Work to do:
Copy out everything from the line containing "Drop a pin on the mountain" down to the end of the rows, substituting "mountain crest" for "mountain ridge" and leaving all else unchanged.
** BEGIN Supplied records **
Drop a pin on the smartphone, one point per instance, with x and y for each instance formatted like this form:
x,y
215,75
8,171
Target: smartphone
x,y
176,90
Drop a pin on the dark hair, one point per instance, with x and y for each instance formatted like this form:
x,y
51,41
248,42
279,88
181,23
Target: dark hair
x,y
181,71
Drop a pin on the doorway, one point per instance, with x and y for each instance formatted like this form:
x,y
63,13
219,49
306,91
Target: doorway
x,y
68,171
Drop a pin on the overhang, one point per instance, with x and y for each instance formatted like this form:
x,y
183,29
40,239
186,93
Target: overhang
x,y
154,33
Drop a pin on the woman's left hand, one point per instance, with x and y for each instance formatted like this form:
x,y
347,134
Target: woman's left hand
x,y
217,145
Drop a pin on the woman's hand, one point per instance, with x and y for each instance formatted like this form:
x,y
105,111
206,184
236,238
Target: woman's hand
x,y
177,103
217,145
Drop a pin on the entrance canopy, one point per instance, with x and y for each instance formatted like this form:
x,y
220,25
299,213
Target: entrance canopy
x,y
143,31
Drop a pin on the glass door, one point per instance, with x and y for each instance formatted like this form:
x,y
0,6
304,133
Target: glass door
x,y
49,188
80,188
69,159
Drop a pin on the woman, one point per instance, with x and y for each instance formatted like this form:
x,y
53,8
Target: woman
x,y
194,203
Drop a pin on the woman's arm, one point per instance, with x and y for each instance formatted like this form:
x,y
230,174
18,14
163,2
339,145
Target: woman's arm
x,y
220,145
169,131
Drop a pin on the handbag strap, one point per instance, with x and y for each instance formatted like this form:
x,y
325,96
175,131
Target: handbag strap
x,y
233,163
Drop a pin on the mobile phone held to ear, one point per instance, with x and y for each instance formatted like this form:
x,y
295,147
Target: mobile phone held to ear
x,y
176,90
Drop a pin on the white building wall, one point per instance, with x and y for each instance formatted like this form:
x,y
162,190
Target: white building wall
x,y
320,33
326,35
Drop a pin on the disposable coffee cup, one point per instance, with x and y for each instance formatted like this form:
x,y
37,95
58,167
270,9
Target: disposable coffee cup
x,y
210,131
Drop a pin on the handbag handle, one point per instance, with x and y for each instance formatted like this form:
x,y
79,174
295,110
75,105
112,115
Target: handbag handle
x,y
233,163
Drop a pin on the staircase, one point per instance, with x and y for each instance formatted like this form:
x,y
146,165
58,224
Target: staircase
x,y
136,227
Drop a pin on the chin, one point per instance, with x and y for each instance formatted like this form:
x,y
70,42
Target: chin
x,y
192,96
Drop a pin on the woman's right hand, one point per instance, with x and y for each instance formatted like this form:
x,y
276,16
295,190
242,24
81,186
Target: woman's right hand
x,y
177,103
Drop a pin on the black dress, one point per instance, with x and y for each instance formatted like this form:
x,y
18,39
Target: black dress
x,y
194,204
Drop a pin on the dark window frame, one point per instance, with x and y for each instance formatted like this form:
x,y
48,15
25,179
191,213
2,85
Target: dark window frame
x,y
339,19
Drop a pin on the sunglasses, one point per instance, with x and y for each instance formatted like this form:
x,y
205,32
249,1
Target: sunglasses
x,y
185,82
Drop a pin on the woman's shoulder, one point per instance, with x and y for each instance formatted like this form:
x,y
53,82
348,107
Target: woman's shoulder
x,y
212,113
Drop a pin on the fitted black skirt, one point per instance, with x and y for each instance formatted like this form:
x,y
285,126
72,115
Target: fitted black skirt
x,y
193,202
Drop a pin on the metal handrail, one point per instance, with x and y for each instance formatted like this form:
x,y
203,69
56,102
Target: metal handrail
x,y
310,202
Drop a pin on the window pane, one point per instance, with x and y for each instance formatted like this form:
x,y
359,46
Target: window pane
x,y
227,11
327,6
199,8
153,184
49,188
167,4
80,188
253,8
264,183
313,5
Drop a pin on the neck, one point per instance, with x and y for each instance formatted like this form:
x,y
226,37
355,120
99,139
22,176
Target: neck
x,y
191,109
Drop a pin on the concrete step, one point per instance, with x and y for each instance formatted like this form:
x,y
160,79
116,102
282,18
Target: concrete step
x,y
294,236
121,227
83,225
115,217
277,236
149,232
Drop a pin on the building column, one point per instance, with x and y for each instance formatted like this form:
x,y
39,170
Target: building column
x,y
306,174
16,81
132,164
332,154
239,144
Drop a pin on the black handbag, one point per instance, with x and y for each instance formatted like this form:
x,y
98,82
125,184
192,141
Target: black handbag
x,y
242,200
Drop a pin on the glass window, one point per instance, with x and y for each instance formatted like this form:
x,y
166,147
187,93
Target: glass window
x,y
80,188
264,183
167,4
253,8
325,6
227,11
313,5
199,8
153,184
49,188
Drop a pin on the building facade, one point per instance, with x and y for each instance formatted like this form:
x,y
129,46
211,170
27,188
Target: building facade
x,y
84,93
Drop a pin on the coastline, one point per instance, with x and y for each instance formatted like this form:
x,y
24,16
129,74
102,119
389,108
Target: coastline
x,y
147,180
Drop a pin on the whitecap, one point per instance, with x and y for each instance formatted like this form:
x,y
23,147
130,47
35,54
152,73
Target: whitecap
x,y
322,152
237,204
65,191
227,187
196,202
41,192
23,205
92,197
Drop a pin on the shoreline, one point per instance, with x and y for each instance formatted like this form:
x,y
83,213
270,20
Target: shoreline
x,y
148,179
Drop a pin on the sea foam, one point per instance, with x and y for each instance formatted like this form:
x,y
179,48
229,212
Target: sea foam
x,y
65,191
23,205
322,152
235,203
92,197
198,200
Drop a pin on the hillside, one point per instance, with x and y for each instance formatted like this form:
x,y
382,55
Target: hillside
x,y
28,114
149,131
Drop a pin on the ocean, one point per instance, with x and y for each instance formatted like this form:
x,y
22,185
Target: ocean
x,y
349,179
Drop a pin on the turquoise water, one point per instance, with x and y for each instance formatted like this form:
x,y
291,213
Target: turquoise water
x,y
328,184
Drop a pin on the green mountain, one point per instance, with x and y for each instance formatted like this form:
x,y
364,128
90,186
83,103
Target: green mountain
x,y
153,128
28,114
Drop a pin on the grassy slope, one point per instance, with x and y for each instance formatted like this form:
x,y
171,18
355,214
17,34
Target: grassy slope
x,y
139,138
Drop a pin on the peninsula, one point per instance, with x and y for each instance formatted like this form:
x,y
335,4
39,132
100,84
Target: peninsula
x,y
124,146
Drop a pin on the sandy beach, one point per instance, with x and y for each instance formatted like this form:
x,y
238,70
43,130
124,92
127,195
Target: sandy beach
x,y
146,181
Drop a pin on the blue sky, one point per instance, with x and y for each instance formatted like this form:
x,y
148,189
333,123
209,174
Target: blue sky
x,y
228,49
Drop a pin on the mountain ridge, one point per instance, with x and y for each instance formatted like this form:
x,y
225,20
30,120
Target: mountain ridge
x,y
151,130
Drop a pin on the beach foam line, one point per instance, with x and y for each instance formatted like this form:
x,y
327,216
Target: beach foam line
** END Supplied records **
Solution for this problem:
Drop a pin on the mountain crest, one point per instance, with x and y for each instance formatted like this form:
x,y
225,20
30,120
Target: mountain crest
x,y
151,130
Drop a pin on the beach foam line, one point per instance, with x and y for each instance formatted like this form:
x,y
327,216
Target: beach foam line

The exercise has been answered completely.